* Texte
# # #

Avant, Camille Claudel ne représentait pour moi que le nom d’une classe de seconde de mon collège-lycée, jusqu’à ce que je lise cette bande dessinée. Ecrite par Monica Foggia, elle retrace l’histoire de la sculptrice, une femme courageuse qui n’hésite pas à poursuivre ses rêves au prix de nombreux sacrifices. Les dessins de Martina Marzadori sont semi-réalistes, au crayon de couleur, et leurs tons chauds nous plongent dans l’univers de la fin du XIXe siècle. Par un découpage inhabituel, l’illustratrice fait éclater les codes classiques de la bande dessinée : certains dessins sont pleine page, d’autres s’enchevêtrent les uns avec les autres et les bulles sortent souvent des cases. Je trouve qu’ils sont harmonieux grâce aux dégradés, aux contrastes et aux courbes.
Camille Claudel, née en 1864, a dû faire face aux critiques qui ne manquèrent pas d’essayer de la décourager, à commencer par celles de sa mère dans son enfance. Elle s’oppose d’ailleurs à celle-ci et ne se laisse pas faire par ses remarques : «Camille, tu devrais avoir honte ! Les demoiselles de bonne famille ne se salissent pas !» «Pour créer, il faut se salir… Même Dieu l’a fait !» répond Camille. Malgré son génie, son talent n’a jamais été réellement reconnu de son vivant. Plus tard, un passage illustre cette injustice : «Moi, une femme, je voulais être libre d’aimer ? Libre de me réaliser ! “Une folle”, murmuraient-ils. Ils hurlaient “une folle” avec leurs voix et leurs regards.» Elle s’est battu toute sa vie pour trouver sa place en tant que femme dans un monde qui n’admet que la réussite des hommes.
Lorsqu’elle a 21 ans, son père décide de déménager à Paris pour lui permettre de réaliser son rêve. Elle devient ensuite le modèle et l’amante d’Auguste Rodin, avec qui elle entretient une relation confuse et tourmentée. Peu à peu, vivre dans son ombre lui devient insupportable et elle développe des problèmes mentaux. Elle meurt en 1943 dans un hôpital psychiatrique où sa famille a décidé de l’interner. Un an plus tard, les femmes obtiennent le droit de vote en France.
Je trouve que cette biographie illustrée rend un très bel hommage à cette sculptrice en évitant d’insister sur sa maladie mentale pour lui rendre justice. A la fin, on retrouve quelques pages sur sa vie, mais cette fois sous forme de texte, ainsi qu’une bibliographie, une filmographie et même une sitographie, nous permettant d’en apprendre encore plus sur elle.

# # #

* Données extraites
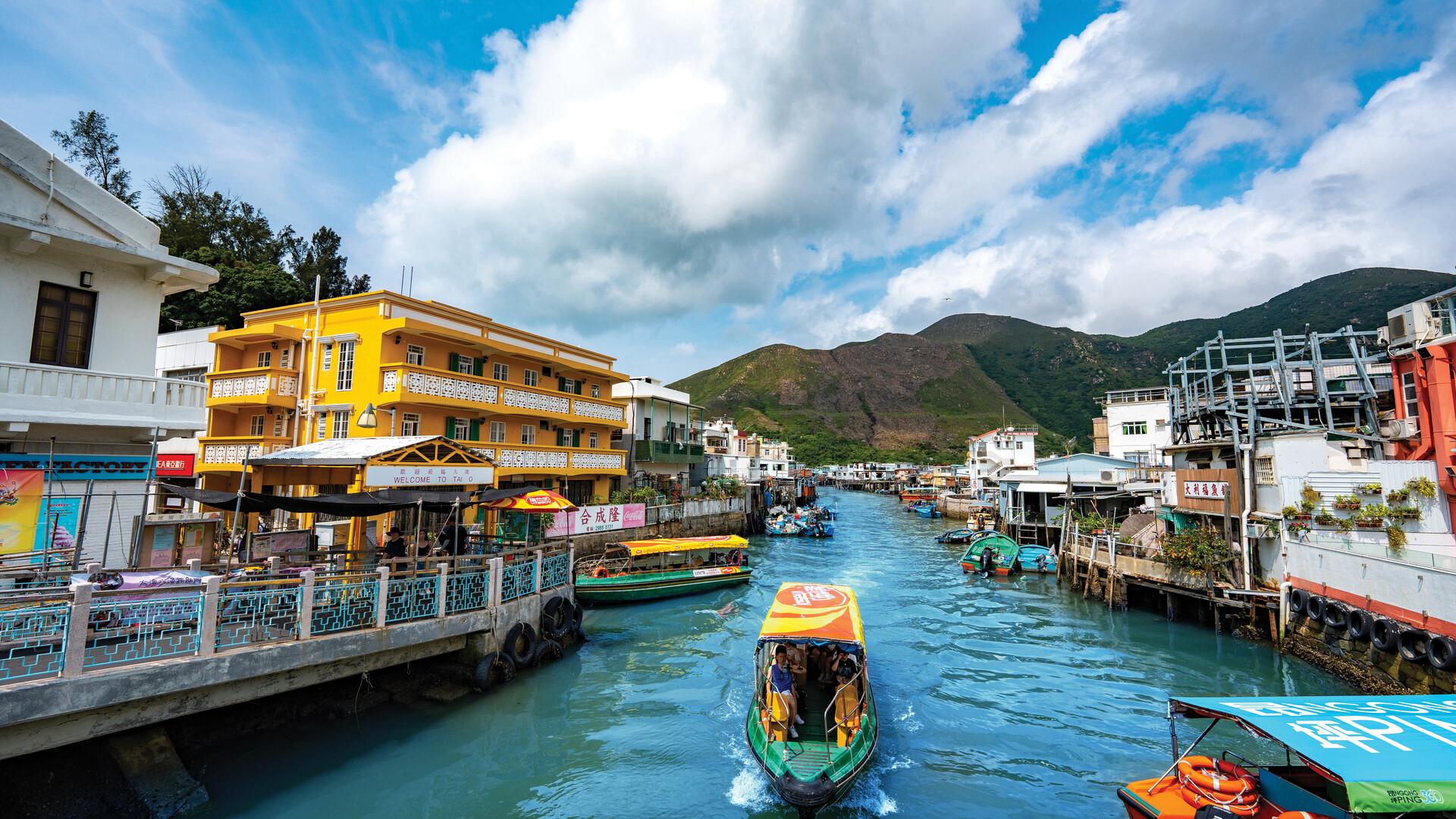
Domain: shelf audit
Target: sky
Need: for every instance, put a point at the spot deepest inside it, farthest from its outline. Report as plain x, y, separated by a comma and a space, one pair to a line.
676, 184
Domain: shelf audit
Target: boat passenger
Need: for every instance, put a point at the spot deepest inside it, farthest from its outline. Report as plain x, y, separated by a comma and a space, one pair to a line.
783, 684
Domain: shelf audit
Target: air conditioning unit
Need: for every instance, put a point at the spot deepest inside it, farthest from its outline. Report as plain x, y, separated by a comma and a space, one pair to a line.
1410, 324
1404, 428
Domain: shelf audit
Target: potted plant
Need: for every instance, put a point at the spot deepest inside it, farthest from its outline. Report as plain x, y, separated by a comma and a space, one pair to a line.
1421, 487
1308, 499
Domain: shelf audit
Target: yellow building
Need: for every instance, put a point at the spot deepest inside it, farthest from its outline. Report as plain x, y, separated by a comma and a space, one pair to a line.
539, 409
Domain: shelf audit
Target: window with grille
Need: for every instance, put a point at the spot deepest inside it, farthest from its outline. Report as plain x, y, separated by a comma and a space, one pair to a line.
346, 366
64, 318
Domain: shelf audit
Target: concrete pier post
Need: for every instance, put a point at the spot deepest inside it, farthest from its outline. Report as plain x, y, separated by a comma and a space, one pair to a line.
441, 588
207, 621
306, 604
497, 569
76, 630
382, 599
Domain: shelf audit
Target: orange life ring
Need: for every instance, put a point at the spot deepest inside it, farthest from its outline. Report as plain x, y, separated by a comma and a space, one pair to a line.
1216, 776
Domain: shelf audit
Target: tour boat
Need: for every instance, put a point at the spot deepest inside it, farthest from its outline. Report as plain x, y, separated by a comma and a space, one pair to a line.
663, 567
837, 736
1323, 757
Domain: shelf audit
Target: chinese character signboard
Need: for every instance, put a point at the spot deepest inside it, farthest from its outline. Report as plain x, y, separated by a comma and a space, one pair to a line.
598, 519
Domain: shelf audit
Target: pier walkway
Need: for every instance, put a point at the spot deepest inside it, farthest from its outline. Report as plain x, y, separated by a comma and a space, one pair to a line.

# # #

* Consignes
A) Répondez à ces questions d'après le texte sur la bande dessinée consacrée à Camille Claudel.
(i) Qui a réalisé les dessins de la bande dessinée ?
(ii) Quel âge a Camille Claudel lorsque son père décide de déménager à Paris ?
(iii) En quelle année meurt-elle ?
B) Recopiez le passage du texte sur la bande dessinée consacrée à Camille Claudel compris entre "Avant, Camille Claudel" et "et aux courbes.", ces deux passages inclus.
Les enregistrements proviennent d'une autre source.

* Réponses
A)
(i) Martina Marzadori
(ii) 21 ans
(iii) En 1943

B)
Avant, Camille Claudel ne représentait pour moi que le nom d’une classe de seconde de mon collège-lycée, jusqu’à ce que je lise cette bande dessinée. Ecrite par Monica Foggia, elle retrace l’histoire de la sculptrice, une femme courageuse qui n’hésite pas à poursuivre ses rêves au prix de nombreux sacrifices. Les dessins de Martina Marzadori sont semi-réalistes, au crayon de couleur, et leurs tons chauds nous plongent dans l’univers de la fin du XIXe siècle. Par un découpage inhabituel, l’illustratrice fait éclater les codes classiques de la bande dessinée : certains dessins sont pleine page, d’autres s’enchevêtrent les uns avec les autres et les bulles sortent souvent des cases. Je trouve qu’ils sont harmonieux grâce aux dégradés, aux contrastes et aux courbes.